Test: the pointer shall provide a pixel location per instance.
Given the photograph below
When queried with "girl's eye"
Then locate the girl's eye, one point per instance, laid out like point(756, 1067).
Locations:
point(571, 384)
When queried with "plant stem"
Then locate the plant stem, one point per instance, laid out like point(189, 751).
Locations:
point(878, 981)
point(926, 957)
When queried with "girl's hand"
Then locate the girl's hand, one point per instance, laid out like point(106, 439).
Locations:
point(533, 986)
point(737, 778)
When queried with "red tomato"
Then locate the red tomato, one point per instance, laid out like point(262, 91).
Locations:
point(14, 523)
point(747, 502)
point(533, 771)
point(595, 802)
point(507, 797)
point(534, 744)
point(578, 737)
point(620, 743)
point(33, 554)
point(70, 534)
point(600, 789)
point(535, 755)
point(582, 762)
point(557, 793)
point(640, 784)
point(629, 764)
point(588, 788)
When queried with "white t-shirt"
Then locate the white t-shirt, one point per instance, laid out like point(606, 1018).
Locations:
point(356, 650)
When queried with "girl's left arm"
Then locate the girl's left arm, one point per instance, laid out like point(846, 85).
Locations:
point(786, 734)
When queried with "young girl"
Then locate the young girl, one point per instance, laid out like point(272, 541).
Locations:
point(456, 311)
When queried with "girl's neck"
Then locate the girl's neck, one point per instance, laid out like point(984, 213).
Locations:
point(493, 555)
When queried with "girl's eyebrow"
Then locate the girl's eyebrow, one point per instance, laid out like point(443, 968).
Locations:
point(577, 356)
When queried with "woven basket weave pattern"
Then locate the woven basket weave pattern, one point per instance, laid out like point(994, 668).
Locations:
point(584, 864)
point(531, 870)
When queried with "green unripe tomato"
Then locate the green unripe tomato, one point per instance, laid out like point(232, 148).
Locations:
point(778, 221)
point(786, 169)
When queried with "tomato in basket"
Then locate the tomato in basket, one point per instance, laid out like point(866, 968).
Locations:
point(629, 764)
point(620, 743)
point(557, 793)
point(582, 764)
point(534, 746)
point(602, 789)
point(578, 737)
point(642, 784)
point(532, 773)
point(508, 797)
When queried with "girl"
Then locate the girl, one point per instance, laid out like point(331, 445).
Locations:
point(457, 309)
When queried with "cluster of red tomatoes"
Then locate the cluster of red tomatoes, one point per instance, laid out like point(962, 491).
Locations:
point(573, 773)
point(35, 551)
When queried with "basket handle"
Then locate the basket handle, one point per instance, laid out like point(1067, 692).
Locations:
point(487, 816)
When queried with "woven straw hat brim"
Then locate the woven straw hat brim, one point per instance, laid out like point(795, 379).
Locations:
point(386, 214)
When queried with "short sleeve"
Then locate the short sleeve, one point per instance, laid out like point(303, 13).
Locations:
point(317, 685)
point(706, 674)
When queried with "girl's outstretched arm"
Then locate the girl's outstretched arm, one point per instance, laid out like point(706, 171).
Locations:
----------
» **SHORT PROBLEM**: Update the lines above by replacing "basket handle" with "basket grip" everywhere it occurs, and leave everything else unchanged.

» **WRITTEN ANSWER**:
Test: the pointer shall provide a pixel location per instance.
Given the photograph below
When queried with "girl's eye"
Then locate the girl's eye, one point per instance, laid out like point(756, 1067).
Locations:
point(571, 384)
When queried with "plant stem"
Then locate the plant stem, one point per instance, laid out like point(189, 751).
Locations:
point(878, 981)
point(926, 957)
When queried with "girl's hand"
Then locate the girl's hand, one point per instance, laid out like point(106, 439).
Locations:
point(533, 986)
point(737, 778)
When queried with "red tomato"
Then locate the red tomato, one point per instance, laid out like point(262, 91).
Locations:
point(14, 523)
point(747, 502)
point(533, 771)
point(595, 802)
point(507, 797)
point(534, 744)
point(578, 737)
point(620, 743)
point(33, 554)
point(70, 534)
point(600, 789)
point(535, 755)
point(582, 762)
point(557, 793)
point(640, 784)
point(629, 764)
point(588, 788)
When queried with "white t-shirt"
Then locate the white t-shirt, one point per instance, laid out like point(606, 1018).
Locations:
point(356, 650)
When queried with "girl's left arm"
Then locate the girl's left arm, one point per instance, laid out like point(846, 85).
Locations:
point(786, 734)
When queried with "young girl"
Then locate the young girl, one point per instance, laid out like point(272, 541).
Locations:
point(456, 311)
When queried with "girl's neck"
Then locate the girl's neck, one point per instance, laid out like point(984, 213).
Locations:
point(493, 555)
When queried with "girl's eyebrow"
Then locate the girl's eyebrow, one point per instance, laid out like point(443, 968).
Locations:
point(577, 356)
When queried with "woven basket weave pattern"
Then locate the woven basket weave pattern, one point per instance, laid out like point(994, 668).
Locations:
point(584, 864)
point(531, 870)
When queried with "green unripe tomato"
Then locate the green unripe tomato, one point per instance, laid out like point(232, 148).
Locations:
point(778, 221)
point(786, 169)
When queried with "tomato in basket"
Then locate the tomato in basket, one point per instance, laid out like point(866, 968).
Locations:
point(629, 764)
point(620, 743)
point(557, 793)
point(582, 764)
point(534, 746)
point(602, 789)
point(578, 737)
point(642, 784)
point(532, 773)
point(508, 797)
When queried with "girl"
Then locate the girl, one point per instance, laid out like point(331, 445).
Locations:
point(457, 309)
When queried with "cluster of red tomatoes"
Then locate the cluster of red tomatoes, one point per instance, laid out like point(962, 491).
Locations:
point(573, 773)
point(35, 551)
When queried with "basket grip"
Then locate the basket grip, one point per instance, laid out like point(1067, 692).
Locations:
point(487, 816)
When queried with "woven straw hat brim"
Then locate the woven straw hat brim, one point per instance, laid out like point(795, 379).
Locations:
point(386, 214)
When queried with "short sleeve"
Then locate the short sleeve, one point per instance, laid out like point(303, 13).
Locations:
point(317, 685)
point(706, 674)
When queried with "girl's outstretched arm"
Then locate the girl's outstretched arm, one point per instance, laid out like point(706, 171).
Locations:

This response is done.